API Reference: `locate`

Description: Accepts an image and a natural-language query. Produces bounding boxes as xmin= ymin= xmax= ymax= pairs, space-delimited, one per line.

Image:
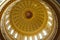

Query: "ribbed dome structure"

xmin=1 ymin=0 xmax=58 ymax=40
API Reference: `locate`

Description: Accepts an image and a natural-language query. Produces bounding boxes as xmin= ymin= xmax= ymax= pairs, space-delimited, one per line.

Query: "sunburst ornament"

xmin=1 ymin=0 xmax=58 ymax=40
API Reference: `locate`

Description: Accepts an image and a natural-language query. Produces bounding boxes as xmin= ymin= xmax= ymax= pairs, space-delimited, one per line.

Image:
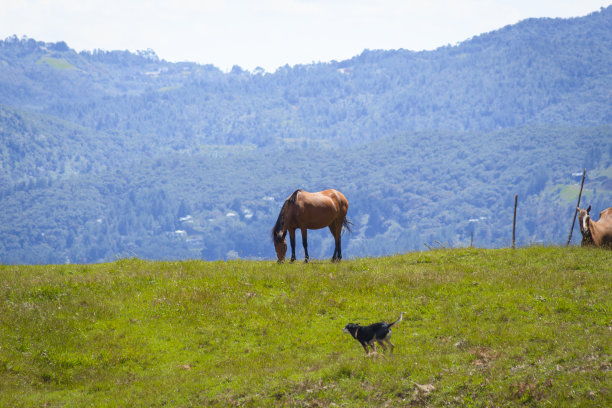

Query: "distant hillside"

xmin=0 ymin=105 xmax=142 ymax=191
xmin=0 ymin=7 xmax=611 ymax=263
xmin=1 ymin=8 xmax=611 ymax=149
xmin=1 ymin=124 xmax=610 ymax=264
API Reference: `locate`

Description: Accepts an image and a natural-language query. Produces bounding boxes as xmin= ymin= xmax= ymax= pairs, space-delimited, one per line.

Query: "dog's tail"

xmin=389 ymin=312 xmax=404 ymax=328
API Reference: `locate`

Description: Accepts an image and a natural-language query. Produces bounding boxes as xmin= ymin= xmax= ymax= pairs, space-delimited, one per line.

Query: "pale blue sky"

xmin=1 ymin=0 xmax=610 ymax=72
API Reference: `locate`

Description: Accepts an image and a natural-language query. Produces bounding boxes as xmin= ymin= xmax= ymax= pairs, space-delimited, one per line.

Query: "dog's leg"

xmin=377 ymin=340 xmax=387 ymax=353
xmin=360 ymin=342 xmax=369 ymax=354
xmin=384 ymin=338 xmax=394 ymax=354
xmin=369 ymin=341 xmax=377 ymax=355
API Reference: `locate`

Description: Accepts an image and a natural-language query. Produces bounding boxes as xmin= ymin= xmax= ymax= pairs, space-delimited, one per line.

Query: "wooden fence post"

xmin=512 ymin=194 xmax=518 ymax=249
xmin=567 ymin=168 xmax=587 ymax=246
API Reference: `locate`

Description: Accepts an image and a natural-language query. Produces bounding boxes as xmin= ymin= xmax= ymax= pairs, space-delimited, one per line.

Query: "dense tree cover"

xmin=0 ymin=7 xmax=611 ymax=263
xmin=1 ymin=124 xmax=610 ymax=264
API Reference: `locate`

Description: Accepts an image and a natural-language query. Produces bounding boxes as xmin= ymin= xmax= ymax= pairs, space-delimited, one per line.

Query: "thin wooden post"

xmin=512 ymin=194 xmax=518 ymax=249
xmin=470 ymin=231 xmax=473 ymax=248
xmin=567 ymin=168 xmax=587 ymax=246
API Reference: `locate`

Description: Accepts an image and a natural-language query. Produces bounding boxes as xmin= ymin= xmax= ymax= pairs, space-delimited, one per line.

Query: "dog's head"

xmin=343 ymin=323 xmax=359 ymax=336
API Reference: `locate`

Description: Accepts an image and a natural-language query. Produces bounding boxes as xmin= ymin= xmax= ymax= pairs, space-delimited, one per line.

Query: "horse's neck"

xmin=283 ymin=205 xmax=297 ymax=229
xmin=581 ymin=217 xmax=594 ymax=245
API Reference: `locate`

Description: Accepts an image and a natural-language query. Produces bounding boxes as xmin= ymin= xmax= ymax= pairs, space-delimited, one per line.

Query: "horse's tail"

xmin=342 ymin=217 xmax=353 ymax=235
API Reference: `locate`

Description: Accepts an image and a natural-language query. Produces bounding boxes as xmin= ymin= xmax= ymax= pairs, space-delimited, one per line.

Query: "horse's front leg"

xmin=301 ymin=228 xmax=309 ymax=263
xmin=289 ymin=229 xmax=297 ymax=262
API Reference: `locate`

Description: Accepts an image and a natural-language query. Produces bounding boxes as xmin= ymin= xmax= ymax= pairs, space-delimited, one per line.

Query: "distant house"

xmin=179 ymin=215 xmax=193 ymax=223
xmin=186 ymin=238 xmax=203 ymax=247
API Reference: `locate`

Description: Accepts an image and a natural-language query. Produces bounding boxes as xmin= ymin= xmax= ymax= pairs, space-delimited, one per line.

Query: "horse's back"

xmin=599 ymin=207 xmax=612 ymax=221
xmin=291 ymin=189 xmax=348 ymax=229
xmin=306 ymin=189 xmax=348 ymax=215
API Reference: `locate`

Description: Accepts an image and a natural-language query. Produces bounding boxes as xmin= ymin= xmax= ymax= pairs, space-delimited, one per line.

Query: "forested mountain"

xmin=1 ymin=7 xmax=611 ymax=264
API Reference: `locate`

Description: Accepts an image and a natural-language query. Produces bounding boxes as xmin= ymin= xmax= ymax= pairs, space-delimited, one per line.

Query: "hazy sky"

xmin=1 ymin=0 xmax=610 ymax=72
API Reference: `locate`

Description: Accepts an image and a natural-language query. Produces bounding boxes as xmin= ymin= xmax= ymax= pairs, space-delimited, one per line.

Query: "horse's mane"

xmin=271 ymin=190 xmax=301 ymax=242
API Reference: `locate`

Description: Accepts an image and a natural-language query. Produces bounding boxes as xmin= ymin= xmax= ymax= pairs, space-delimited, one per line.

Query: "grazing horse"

xmin=271 ymin=189 xmax=350 ymax=263
xmin=577 ymin=205 xmax=612 ymax=249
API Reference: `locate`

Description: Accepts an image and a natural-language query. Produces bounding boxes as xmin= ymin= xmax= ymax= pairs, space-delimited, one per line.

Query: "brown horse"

xmin=577 ymin=205 xmax=612 ymax=248
xmin=271 ymin=189 xmax=350 ymax=262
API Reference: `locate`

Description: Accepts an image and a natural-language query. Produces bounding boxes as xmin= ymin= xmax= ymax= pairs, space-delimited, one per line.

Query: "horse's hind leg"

xmin=301 ymin=228 xmax=309 ymax=263
xmin=329 ymin=222 xmax=342 ymax=262
xmin=332 ymin=238 xmax=342 ymax=262
xmin=329 ymin=224 xmax=338 ymax=261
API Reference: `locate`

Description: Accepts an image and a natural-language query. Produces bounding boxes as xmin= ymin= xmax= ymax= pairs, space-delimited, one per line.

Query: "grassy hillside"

xmin=1 ymin=247 xmax=610 ymax=407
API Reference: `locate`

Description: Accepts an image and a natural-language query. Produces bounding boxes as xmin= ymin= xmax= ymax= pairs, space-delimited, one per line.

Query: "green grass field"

xmin=1 ymin=247 xmax=610 ymax=407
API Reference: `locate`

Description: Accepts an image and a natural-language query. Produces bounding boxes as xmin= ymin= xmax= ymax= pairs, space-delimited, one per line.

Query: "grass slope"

xmin=0 ymin=247 xmax=610 ymax=407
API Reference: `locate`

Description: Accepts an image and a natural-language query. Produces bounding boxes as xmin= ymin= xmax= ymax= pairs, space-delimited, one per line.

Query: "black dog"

xmin=343 ymin=312 xmax=404 ymax=355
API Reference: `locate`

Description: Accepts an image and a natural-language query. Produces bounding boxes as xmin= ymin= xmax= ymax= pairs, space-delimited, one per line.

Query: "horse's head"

xmin=273 ymin=231 xmax=287 ymax=263
xmin=577 ymin=205 xmax=593 ymax=245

★ ★ ★ ★ ★

With the images omitted, retype the records above exactly.

API Reference: `locate`

Description: Accepts an image and a natural-language query. Produces bounding boxes as xmin= ymin= xmax= ymax= pairs, space-delimited, one per line.

Image:

Query: "ribbed dome structure"

xmin=1 ymin=0 xmax=58 ymax=40
API Reference: `locate`

Description: Accepts an image and a natural-language query. Produces bounding boxes as xmin= ymin= xmax= ymax= pairs, space-delimited, one per line.

Query: "sunburst ornament"

xmin=1 ymin=0 xmax=58 ymax=40
API Reference: `locate`

Description: Accepts an image and a natural-language query. Produces bounding boxes as xmin= ymin= xmax= ymax= pairs, space-delimited, one per line.

Image:

Query: "distant hillside"

xmin=0 ymin=105 xmax=142 ymax=191
xmin=0 ymin=7 xmax=611 ymax=263
xmin=1 ymin=8 xmax=611 ymax=149
xmin=1 ymin=124 xmax=610 ymax=264
API Reference: `locate`

Description: Accepts an image and a natural-language query. Produces bounding boxes as xmin= ymin= xmax= ymax= pairs, space-delimited, one per line.

Query: "dog's tail"

xmin=389 ymin=312 xmax=404 ymax=328
API Reference: `locate`

Description: Accepts an image and a natural-language query. Produces bounding boxes as xmin= ymin= xmax= ymax= pairs, space-delimited, one per line.

Query: "pale blue sky"

xmin=1 ymin=0 xmax=610 ymax=72
API Reference: `locate`

Description: Accepts an image and a natural-language query. Produces bounding boxes as xmin= ymin= xmax= ymax= pairs, space-delimited, one per line.

Query: "dog's leg"

xmin=377 ymin=340 xmax=387 ymax=353
xmin=360 ymin=342 xmax=369 ymax=354
xmin=384 ymin=338 xmax=394 ymax=354
xmin=369 ymin=341 xmax=377 ymax=355
API Reference: `locate`

Description: Accepts an image and a natural-language query. Produces bounding boxes as xmin= ymin= xmax= ymax= pairs, space-delimited, one per line.

Query: "wooden fence post"

xmin=512 ymin=194 xmax=518 ymax=249
xmin=567 ymin=168 xmax=587 ymax=246
API Reference: `locate`

Description: Accepts an image and a natural-language query. Produces bounding boxes as xmin= ymin= xmax= ymax= pairs, space-delimited, one per line.

Query: "dense tree cover"

xmin=0 ymin=7 xmax=611 ymax=263
xmin=1 ymin=124 xmax=610 ymax=264
API Reference: `locate`

Description: Accepts an image and a natural-language query. Produces bounding boxes as xmin= ymin= xmax= ymax= pairs, space-delimited, one per line.

Query: "thin wooden post"

xmin=512 ymin=194 xmax=518 ymax=249
xmin=470 ymin=231 xmax=473 ymax=248
xmin=567 ymin=168 xmax=587 ymax=246
API Reference: `locate`

Description: Accepts an image and a natural-language query. Produces bounding boxes as xmin= ymin= xmax= ymax= pairs, space-delimited, one per line.

Query: "dog's head"

xmin=343 ymin=323 xmax=359 ymax=336
API Reference: `locate`

Description: Accepts an image and a natural-language query. Produces bounding boxes as xmin= ymin= xmax= ymax= pairs, space-delimited, one per line.

Query: "horse's neck"

xmin=283 ymin=205 xmax=297 ymax=229
xmin=581 ymin=217 xmax=594 ymax=245
API Reference: `locate`

Description: Accepts an image and a natural-language query. Produces bounding boxes as xmin= ymin= xmax= ymax= pairs, space-delimited, one per line.

Query: "horse's tail"

xmin=342 ymin=217 xmax=353 ymax=235
API Reference: `locate`

Description: Accepts an image and a natural-language query. Produces bounding boxes as xmin= ymin= xmax= ymax= pairs, space-delimited, one per line.

Query: "horse's front leg"

xmin=301 ymin=228 xmax=309 ymax=263
xmin=289 ymin=229 xmax=297 ymax=262
API Reference: `locate`

Description: Accepts an image and a natural-language query. Produces bounding boxes as xmin= ymin= xmax= ymax= pairs, space-delimited, one per line.

Query: "distant house"

xmin=179 ymin=215 xmax=193 ymax=223
xmin=186 ymin=238 xmax=203 ymax=247
API Reference: `locate`

Description: Accepts an image and a natural-language query. Produces bounding boxes as xmin= ymin= xmax= ymax= pairs, space-delimited, one per line.

Query: "horse's back"

xmin=599 ymin=207 xmax=612 ymax=221
xmin=291 ymin=189 xmax=348 ymax=229
xmin=306 ymin=189 xmax=348 ymax=215
API Reference: `locate`

Description: Accepts an image and a natural-language query. Produces bounding boxes as xmin= ymin= xmax= ymax= pairs, space-delimited, one per line.

Query: "forested mountain"

xmin=1 ymin=7 xmax=611 ymax=264
API Reference: `locate`

Description: Accepts an image and a natural-language query. Produces bounding boxes as xmin= ymin= xmax= ymax= pairs, space-delimited, one per line.

Query: "hazy sky"

xmin=1 ymin=0 xmax=610 ymax=72
API Reference: `locate`

Description: Accepts an image and a natural-language query. Produces bounding boxes as xmin= ymin= xmax= ymax= pairs, space-delimited, one per line.

Query: "horse's mane"

xmin=271 ymin=190 xmax=301 ymax=242
API Reference: `locate`

Description: Accepts an image and a natural-language query. Produces bounding boxes as xmin= ymin= xmax= ymax= pairs, space-delimited, one per line.

Query: "grazing horse"

xmin=271 ymin=189 xmax=350 ymax=263
xmin=577 ymin=205 xmax=612 ymax=249
API Reference: `locate`

Description: Accepts an image and a natural-language query. Produces bounding boxes as xmin= ymin= xmax= ymax= pairs, space-delimited, one per line.

Query: "brown horse"

xmin=577 ymin=205 xmax=612 ymax=248
xmin=271 ymin=189 xmax=350 ymax=262
API Reference: `locate`

Description: Accepts an image and a natural-language query. Produces bounding boxes as xmin= ymin= xmax= ymax= pairs, space-delimited, one per line.

Query: "horse's hind leg"

xmin=301 ymin=228 xmax=309 ymax=263
xmin=329 ymin=222 xmax=342 ymax=262
xmin=332 ymin=238 xmax=342 ymax=262
xmin=329 ymin=224 xmax=338 ymax=261
API Reference: `locate`

Description: Accepts an image and a natural-language query. Produces bounding boxes as xmin= ymin= xmax= ymax= pairs, space-delimited, one per line.

Query: "grassy hillside"

xmin=1 ymin=247 xmax=610 ymax=407
API Reference: `locate`

Description: Accepts an image and a natural-language query. Produces bounding boxes as xmin= ymin= xmax= ymax= pairs, space-delimited, one per line.

Query: "green grass field"

xmin=1 ymin=247 xmax=610 ymax=407
API Reference: `locate`

Description: Accepts an image and a natural-language query. Produces bounding boxes as xmin= ymin= xmax= ymax= pairs, space-delimited, one per line.

Query: "grass slope"

xmin=0 ymin=247 xmax=610 ymax=407
API Reference: `locate`

Description: Accepts an image and a natural-language query. Produces bounding boxes as xmin= ymin= xmax= ymax= pairs, space-delimited, one per line.

Query: "black dog"

xmin=343 ymin=312 xmax=404 ymax=355
API Reference: `locate`

Description: Accepts an image and a natural-language query. Produces bounding boxes as xmin= ymin= xmax= ymax= pairs, space-delimited, one per line.

Query: "horse's head"

xmin=273 ymin=231 xmax=287 ymax=263
xmin=577 ymin=205 xmax=593 ymax=245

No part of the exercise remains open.